# TASK STATEMENT
A single number is expected: the count of lines in the records below that contain "colon".

DATA LISTING below:

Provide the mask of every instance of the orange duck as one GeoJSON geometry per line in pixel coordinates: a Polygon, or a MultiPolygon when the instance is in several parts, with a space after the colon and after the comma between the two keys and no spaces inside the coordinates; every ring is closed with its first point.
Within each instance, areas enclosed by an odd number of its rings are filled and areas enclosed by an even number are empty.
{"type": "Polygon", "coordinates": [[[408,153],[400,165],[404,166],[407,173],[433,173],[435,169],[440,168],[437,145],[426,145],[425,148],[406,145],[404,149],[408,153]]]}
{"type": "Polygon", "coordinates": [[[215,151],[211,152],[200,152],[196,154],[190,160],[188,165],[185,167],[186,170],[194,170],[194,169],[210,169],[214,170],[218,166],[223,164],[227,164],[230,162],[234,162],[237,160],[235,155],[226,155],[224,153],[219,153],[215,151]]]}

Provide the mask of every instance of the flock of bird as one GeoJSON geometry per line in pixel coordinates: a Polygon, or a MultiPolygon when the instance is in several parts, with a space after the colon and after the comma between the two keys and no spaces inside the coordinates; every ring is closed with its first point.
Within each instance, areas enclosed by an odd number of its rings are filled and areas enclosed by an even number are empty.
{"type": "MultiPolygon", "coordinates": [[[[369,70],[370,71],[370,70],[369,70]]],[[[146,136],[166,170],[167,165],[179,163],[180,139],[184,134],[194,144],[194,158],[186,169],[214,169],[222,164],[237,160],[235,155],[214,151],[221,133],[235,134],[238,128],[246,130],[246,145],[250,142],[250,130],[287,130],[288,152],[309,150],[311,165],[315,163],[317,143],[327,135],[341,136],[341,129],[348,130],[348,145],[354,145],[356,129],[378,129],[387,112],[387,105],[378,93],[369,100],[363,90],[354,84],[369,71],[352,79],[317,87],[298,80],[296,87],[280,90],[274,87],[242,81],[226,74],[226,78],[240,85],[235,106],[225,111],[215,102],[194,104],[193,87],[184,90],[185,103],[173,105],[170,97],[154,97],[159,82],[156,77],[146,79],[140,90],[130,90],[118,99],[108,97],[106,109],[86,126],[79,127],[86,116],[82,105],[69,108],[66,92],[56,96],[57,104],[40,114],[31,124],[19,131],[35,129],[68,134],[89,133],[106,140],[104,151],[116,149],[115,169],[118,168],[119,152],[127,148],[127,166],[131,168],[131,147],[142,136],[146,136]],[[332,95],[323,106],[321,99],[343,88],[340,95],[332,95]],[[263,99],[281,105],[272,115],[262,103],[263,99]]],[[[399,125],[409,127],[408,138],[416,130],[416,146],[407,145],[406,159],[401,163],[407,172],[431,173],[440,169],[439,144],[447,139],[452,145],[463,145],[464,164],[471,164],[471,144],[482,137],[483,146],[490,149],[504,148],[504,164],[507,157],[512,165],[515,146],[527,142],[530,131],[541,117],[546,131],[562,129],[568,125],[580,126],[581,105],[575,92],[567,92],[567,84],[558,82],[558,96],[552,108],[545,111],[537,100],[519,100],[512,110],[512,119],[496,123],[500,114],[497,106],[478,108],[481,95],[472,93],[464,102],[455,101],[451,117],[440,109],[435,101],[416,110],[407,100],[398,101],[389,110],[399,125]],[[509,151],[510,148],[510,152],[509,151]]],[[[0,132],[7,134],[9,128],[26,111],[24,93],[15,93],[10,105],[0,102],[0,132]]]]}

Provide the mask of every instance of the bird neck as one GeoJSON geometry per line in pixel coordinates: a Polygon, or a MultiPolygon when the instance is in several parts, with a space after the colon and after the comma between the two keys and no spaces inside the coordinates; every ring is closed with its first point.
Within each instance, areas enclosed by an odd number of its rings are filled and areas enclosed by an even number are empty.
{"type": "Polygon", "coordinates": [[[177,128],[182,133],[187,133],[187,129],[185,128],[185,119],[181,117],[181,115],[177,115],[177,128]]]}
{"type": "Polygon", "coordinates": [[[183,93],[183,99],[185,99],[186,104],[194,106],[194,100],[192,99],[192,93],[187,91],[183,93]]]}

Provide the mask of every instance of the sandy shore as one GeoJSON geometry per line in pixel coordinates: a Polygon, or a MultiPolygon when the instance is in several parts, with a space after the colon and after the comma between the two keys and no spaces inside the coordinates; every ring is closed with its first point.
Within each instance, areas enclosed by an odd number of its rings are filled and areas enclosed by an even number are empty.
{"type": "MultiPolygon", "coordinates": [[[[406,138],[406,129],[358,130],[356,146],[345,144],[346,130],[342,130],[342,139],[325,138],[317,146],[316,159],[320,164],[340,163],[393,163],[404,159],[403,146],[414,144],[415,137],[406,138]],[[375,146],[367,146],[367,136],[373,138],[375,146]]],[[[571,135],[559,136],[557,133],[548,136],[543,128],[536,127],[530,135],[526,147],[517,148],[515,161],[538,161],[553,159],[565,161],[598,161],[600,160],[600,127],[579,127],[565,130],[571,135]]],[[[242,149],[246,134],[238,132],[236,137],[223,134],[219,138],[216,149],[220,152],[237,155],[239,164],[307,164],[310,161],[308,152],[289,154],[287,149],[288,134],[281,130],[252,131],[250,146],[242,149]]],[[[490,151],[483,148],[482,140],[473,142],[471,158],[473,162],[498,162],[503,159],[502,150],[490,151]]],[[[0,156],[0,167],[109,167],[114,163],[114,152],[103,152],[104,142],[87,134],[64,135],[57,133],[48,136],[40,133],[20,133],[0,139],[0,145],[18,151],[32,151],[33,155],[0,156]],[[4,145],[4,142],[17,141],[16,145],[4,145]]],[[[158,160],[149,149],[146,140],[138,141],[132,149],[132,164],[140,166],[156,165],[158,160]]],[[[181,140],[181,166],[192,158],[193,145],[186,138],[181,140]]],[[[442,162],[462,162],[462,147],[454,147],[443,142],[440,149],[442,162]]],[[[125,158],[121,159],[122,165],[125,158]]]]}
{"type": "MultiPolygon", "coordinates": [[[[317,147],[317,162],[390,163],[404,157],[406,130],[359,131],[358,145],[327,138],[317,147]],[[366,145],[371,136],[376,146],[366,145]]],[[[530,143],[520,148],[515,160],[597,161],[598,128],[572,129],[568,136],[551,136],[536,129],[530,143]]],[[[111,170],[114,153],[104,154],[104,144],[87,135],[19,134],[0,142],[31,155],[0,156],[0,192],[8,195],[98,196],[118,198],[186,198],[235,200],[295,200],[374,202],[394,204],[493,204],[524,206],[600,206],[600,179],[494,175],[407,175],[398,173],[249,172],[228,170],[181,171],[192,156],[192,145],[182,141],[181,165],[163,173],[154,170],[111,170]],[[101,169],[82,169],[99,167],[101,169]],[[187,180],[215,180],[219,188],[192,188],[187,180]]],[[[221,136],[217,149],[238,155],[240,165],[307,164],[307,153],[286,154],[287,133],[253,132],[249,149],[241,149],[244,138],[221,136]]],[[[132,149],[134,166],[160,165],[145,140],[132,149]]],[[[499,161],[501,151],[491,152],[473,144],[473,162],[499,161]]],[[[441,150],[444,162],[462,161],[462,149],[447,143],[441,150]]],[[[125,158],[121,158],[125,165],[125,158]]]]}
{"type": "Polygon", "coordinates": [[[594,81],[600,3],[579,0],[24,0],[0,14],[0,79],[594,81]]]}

End of DATA LISTING.

# REPLY TO THE EXERCISE
4